> [WHAT IS BEING ASKED]: Restate all entries word for word, minus pictures.

____ SOURCE INFORMATION

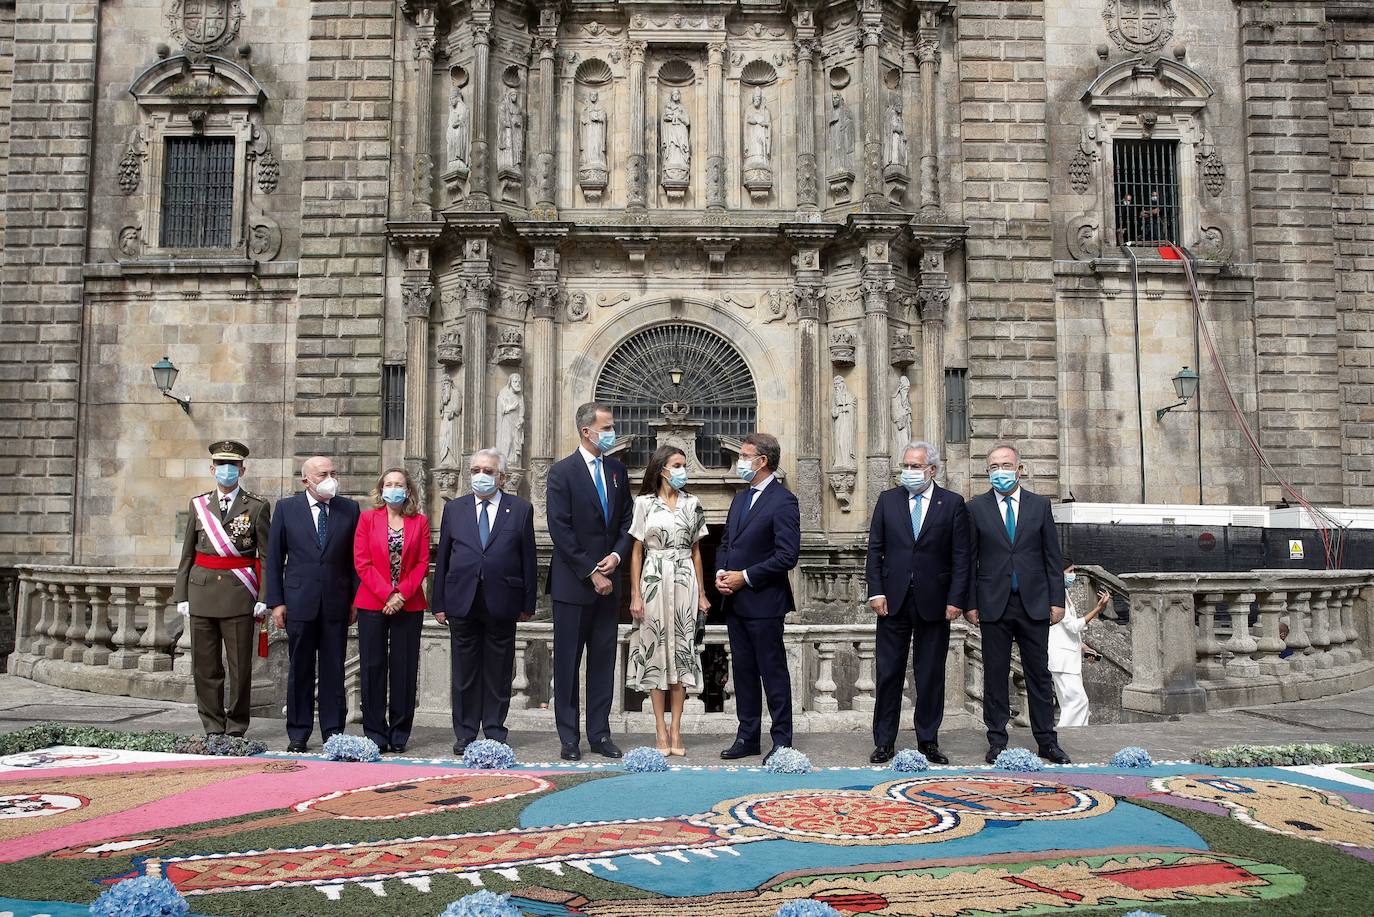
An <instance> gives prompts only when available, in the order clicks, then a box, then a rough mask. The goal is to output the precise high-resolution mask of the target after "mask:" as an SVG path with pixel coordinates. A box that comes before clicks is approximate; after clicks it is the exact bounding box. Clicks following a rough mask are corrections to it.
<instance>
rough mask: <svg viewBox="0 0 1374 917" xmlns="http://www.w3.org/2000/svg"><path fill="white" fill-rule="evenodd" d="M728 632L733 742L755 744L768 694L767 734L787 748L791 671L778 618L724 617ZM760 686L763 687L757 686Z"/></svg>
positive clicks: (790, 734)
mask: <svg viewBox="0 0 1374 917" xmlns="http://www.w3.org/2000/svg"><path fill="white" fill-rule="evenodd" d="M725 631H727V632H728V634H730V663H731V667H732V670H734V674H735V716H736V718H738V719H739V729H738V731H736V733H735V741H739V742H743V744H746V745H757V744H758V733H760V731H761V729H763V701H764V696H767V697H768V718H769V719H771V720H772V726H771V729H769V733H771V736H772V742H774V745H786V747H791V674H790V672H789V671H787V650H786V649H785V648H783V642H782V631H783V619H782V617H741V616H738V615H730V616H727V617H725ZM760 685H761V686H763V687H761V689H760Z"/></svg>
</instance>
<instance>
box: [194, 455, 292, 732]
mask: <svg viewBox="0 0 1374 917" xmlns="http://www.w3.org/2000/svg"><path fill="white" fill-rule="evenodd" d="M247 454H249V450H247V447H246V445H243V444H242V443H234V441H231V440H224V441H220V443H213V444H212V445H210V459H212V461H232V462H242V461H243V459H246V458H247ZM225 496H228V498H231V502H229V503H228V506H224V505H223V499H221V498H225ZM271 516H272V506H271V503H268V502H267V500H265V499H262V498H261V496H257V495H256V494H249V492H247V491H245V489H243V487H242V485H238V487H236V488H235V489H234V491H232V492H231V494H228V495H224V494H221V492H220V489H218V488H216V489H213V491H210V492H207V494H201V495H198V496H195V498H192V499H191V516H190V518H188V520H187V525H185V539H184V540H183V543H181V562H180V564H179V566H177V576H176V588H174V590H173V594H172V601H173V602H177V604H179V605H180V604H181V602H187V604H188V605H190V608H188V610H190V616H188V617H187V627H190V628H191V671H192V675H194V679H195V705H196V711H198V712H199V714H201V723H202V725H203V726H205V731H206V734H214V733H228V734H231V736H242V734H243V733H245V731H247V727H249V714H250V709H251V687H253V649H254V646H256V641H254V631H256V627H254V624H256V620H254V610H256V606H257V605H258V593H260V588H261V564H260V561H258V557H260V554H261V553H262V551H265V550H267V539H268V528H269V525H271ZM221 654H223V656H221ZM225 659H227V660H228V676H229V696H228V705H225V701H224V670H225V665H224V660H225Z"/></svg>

________

> [RESPONSE TO THE TASK]:
An <instance> gives prompts only when available, in the order clicks, then a box, then a rough mask. The goal is to output the precise high-resolution mask of the target after "mask:" as an SVG path with pixel coordinates. A box that comes before clicks is approximate; after clicks it is the exact bounding box. Clicks following a rough mask are corrections to it.
<instance>
rough mask: <svg viewBox="0 0 1374 917" xmlns="http://www.w3.org/2000/svg"><path fill="white" fill-rule="evenodd" d="M728 632L733 742L755 744L768 694L767 734L787 748L791 671L778 618L724 617ZM760 686L763 687L757 686Z"/></svg>
positive clicks: (790, 734)
mask: <svg viewBox="0 0 1374 917" xmlns="http://www.w3.org/2000/svg"><path fill="white" fill-rule="evenodd" d="M725 631H727V632H728V634H730V663H731V667H732V670H734V674H735V716H736V718H738V719H739V729H738V731H736V733H735V741H739V742H743V744H746V745H757V744H758V733H760V731H761V729H763V701H764V696H767V697H768V718H769V719H771V720H772V726H771V729H769V733H771V736H772V742H774V745H786V747H791V674H790V672H789V671H787V650H786V649H785V648H783V642H782V631H783V619H782V617H741V616H738V615H730V616H727V617H725ZM760 685H761V686H763V687H761V689H760Z"/></svg>
</instance>
<instance>
box: [194, 455, 292, 732]
mask: <svg viewBox="0 0 1374 917" xmlns="http://www.w3.org/2000/svg"><path fill="white" fill-rule="evenodd" d="M247 454H249V450H247V447H246V445H243V444H242V443H234V441H231V440H224V441H220V443H213V444H212V445H210V459H212V461H232V462H242V461H243V459H246V458H247ZM225 496H228V498H231V502H229V503H228V506H224V505H223V499H221V498H225ZM271 516H272V506H271V503H268V502H267V500H265V499H262V498H261V496H257V495H256V494H249V492H247V491H245V489H243V487H242V485H238V487H236V488H235V489H234V491H232V492H231V494H228V495H224V494H221V492H220V489H218V488H216V489H213V491H210V492H207V494H201V495H198V496H195V498H192V499H191V516H190V518H188V520H187V525H185V539H184V540H183V543H181V562H180V564H179V566H177V576H176V588H174V590H173V594H172V601H173V602H177V604H179V605H180V604H181V602H187V604H188V605H190V608H188V610H190V616H188V617H187V627H190V628H191V671H192V675H194V679H195V705H196V711H198V712H199V714H201V723H202V725H203V726H205V731H206V734H214V733H228V734H231V736H242V734H243V733H245V731H247V727H249V714H250V709H251V687H253V649H254V646H256V641H254V631H256V627H254V624H256V620H254V610H256V606H257V605H258V593H260V588H261V564H260V561H258V557H260V554H261V553H262V551H265V550H267V539H268V528H269V525H271ZM221 654H223V656H221ZM225 659H227V660H228V676H229V696H228V705H225V701H224V670H225V665H224V660H225Z"/></svg>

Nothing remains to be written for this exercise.